- [Task details] Please name the actor who, according to the Doctor Sleep review, plays Wendy.

Rose is a deliciously vicious role, and Ferguson really sinks her teeth into it, her eyes glittering with villainous purpose even as she also allows a sense of vulnerability to creep to the surface here and there. Newcomer Curran also makes a strong impression, bestowing Abra with inner strength beneath an ordinary-girl exterior; she’s not a superheroine, but a young teen struggling with her burgeoning “gift” and its ramifications. In that, she shares a kinship with Dan, who’s been trying to repress his shine, in part by drowning it in alcohol. Flanagan and McGregor deal with this addiction and Dan’s attempts to overcome it with subtlety and grace, eschewing clichéd tropes like longing looks at bottles. Further complicating the issue is its ties to Dan’s past, specifically his own father’s destructive alcoholism, and that side is given just the right emphasis as well. It doesn’t fully come to the surface until just the right moment, toward the end of the movie, in a beautifully and chillingly played dialogue passage that brings the Torrance saga full circle.
Beyond its gripping and affecting emotional currents, DOCTOR SLEEP also delivers on the scare factor, building true terror out of the concern it develops for its characters. There are moments that are gut-punch shocking and others that creep deep under your skin, with Flanagan once again demonstrating his consummate skill with eerie composition and staging. It all culminates in that last act at the Overlook, which brings shivers of recognition as well when certain familiar faces show up. There are moments when Flanagan replicates classic shots from the Kubrick film (with new actors in the roles, including STARRY EYES’ Alex Essoe as Wendy, who also has a few new scenes), and they’re used not as simple callbacks but to suggest that Dan, in effect, has never left the Overlook—and to acknowledge their permanent place in the mindscapes of horror fans as well. THE SHINING is a classic, and following it up was a tall order—one that Flanagan and co. have more than made good on. DOCTOR SLEEP is an intelligent, mature, exceptionally crafted (kudos to cinematographer Michael Fimognari, production designer Maher Ahmad et al.), impeccably cast (right down to Azzie the cat), genuinely frightening horror film. And part of its achievement is that it can be considered all of those things first, and an enormously satisfying sequel to a genre classic second.

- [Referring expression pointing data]
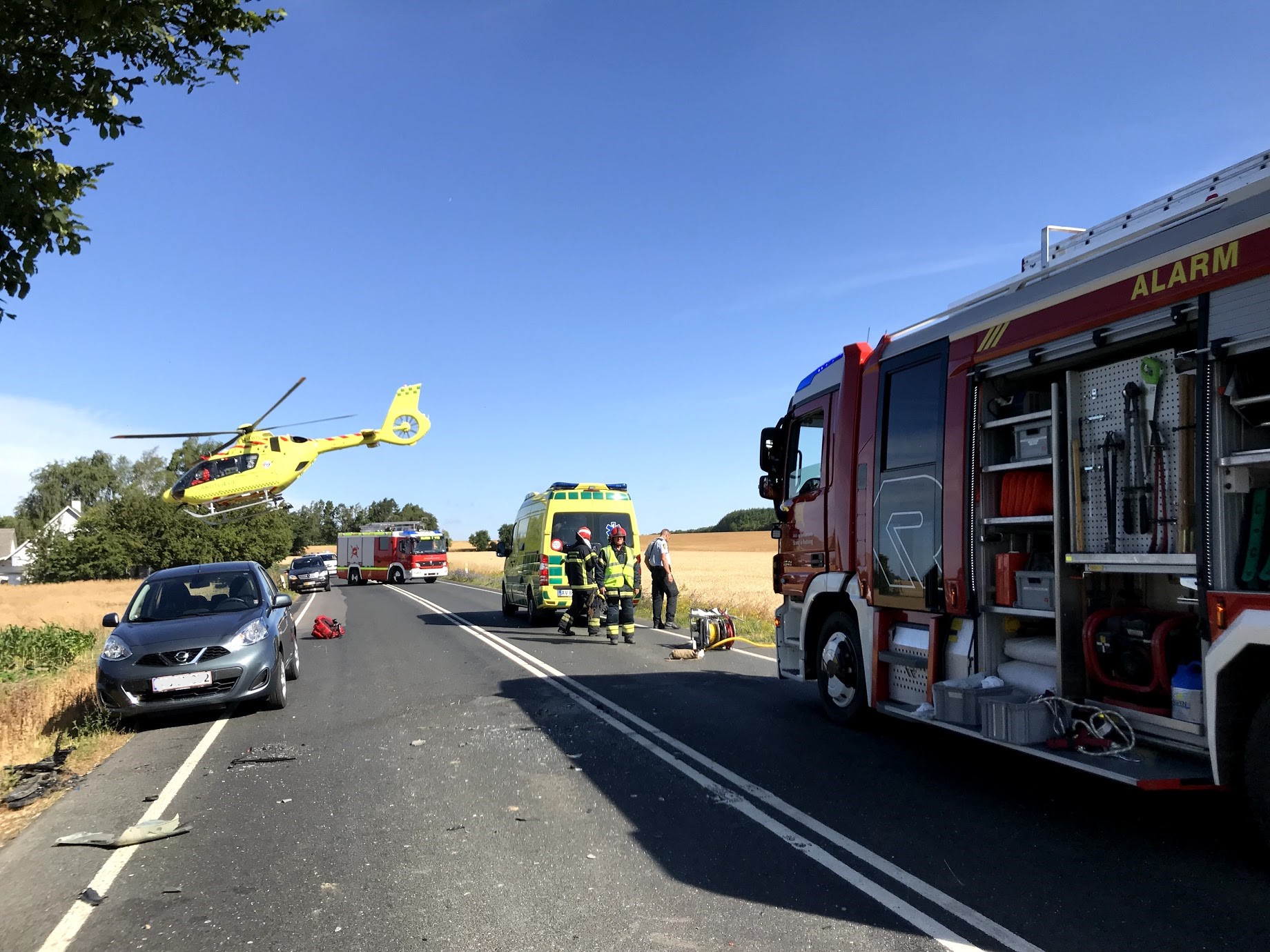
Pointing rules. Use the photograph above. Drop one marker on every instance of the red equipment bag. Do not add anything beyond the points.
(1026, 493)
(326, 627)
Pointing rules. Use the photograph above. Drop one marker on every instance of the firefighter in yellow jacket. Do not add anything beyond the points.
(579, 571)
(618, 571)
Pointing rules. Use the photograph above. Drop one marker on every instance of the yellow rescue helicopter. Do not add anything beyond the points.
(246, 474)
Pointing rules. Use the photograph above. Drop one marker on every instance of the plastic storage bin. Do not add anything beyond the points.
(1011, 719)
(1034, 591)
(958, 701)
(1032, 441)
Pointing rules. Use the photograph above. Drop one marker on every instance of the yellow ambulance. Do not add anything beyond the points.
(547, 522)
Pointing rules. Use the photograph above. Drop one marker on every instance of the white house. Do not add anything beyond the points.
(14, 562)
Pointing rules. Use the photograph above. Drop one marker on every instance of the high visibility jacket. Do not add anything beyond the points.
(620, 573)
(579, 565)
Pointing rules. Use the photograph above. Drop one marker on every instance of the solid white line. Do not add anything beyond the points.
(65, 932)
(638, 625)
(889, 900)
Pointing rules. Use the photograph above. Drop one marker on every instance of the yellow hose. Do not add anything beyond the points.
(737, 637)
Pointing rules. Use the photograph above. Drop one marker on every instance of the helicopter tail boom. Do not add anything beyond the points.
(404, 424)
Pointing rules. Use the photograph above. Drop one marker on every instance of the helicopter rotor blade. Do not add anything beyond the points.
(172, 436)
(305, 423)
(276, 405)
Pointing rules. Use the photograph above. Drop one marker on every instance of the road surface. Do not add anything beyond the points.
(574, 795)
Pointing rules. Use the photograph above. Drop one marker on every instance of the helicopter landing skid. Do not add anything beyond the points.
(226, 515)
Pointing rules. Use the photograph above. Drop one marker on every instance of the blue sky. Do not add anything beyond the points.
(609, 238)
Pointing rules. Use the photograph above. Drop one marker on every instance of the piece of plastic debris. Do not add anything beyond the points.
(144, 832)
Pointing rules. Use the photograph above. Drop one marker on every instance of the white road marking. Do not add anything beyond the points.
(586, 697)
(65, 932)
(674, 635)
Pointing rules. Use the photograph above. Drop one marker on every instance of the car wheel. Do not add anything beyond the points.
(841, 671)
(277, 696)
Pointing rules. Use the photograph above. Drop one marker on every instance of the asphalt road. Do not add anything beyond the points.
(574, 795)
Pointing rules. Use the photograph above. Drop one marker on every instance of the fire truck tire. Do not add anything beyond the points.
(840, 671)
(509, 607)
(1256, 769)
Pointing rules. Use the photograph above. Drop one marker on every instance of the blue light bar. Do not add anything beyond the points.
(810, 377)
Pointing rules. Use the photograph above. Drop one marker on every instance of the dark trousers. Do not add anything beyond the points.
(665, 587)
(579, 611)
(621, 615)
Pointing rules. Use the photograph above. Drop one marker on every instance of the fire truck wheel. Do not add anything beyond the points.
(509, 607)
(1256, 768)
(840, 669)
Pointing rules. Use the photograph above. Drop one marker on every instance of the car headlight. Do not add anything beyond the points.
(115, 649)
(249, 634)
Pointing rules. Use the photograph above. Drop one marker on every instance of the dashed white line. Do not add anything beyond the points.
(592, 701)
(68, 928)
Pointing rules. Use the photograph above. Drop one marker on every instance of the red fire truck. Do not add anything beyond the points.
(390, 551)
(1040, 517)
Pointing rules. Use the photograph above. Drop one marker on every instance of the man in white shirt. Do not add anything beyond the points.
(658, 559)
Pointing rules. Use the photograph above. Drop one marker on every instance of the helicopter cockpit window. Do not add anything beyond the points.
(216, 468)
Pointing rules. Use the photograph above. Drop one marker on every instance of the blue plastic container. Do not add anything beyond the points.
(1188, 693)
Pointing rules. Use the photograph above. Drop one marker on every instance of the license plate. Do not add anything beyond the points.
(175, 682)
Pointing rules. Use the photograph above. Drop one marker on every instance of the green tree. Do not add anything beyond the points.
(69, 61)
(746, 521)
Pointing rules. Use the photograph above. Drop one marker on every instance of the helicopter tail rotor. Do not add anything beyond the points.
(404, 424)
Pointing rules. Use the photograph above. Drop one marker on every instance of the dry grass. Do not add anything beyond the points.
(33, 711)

* * *

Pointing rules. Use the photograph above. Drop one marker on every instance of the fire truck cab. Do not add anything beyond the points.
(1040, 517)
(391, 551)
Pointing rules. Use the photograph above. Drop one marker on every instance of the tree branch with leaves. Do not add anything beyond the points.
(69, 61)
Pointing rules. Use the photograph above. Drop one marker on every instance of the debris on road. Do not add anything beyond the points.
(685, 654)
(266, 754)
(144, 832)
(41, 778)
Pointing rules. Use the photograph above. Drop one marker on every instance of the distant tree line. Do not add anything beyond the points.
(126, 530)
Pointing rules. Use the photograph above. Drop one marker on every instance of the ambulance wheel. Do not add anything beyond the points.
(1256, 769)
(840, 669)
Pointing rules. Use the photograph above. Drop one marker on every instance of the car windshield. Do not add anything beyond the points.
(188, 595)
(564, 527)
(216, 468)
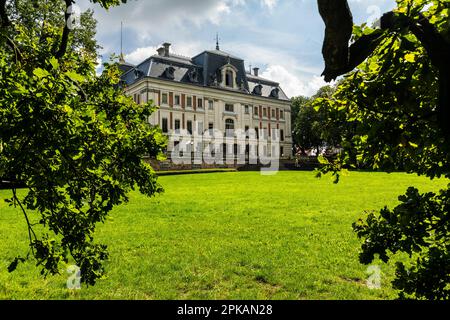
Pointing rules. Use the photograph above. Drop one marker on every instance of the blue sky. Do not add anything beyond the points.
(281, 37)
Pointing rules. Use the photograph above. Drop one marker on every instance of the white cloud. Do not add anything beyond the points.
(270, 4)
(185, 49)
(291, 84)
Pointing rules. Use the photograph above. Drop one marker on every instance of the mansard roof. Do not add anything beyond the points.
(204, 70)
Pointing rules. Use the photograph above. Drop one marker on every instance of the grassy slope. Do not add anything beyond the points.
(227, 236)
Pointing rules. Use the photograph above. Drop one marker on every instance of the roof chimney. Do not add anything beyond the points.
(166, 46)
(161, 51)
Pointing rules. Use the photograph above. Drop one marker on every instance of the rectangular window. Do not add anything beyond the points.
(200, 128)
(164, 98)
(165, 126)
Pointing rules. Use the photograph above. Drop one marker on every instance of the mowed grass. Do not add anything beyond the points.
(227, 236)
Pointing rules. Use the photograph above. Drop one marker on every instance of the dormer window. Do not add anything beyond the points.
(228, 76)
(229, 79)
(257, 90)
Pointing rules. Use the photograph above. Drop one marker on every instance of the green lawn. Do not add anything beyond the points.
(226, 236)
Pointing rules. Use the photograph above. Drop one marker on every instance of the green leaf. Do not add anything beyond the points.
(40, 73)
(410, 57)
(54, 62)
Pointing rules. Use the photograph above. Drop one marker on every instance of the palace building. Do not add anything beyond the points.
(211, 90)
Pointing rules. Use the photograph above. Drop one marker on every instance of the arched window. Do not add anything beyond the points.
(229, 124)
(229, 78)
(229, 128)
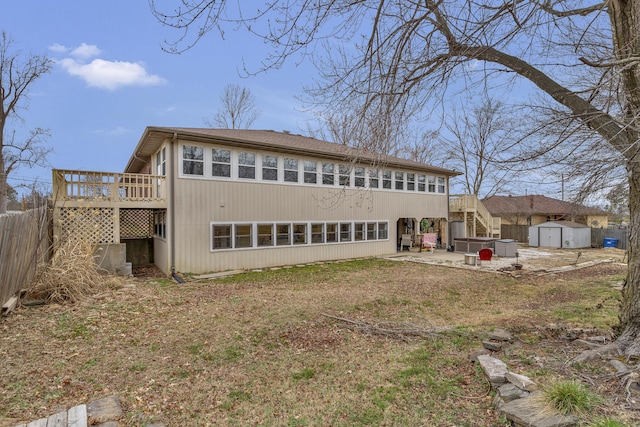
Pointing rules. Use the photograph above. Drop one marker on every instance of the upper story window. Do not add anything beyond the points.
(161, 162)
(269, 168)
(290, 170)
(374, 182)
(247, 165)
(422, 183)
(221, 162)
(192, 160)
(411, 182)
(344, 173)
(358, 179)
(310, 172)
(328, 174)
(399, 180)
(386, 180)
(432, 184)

- [Response to this exercise] Alex Essoe.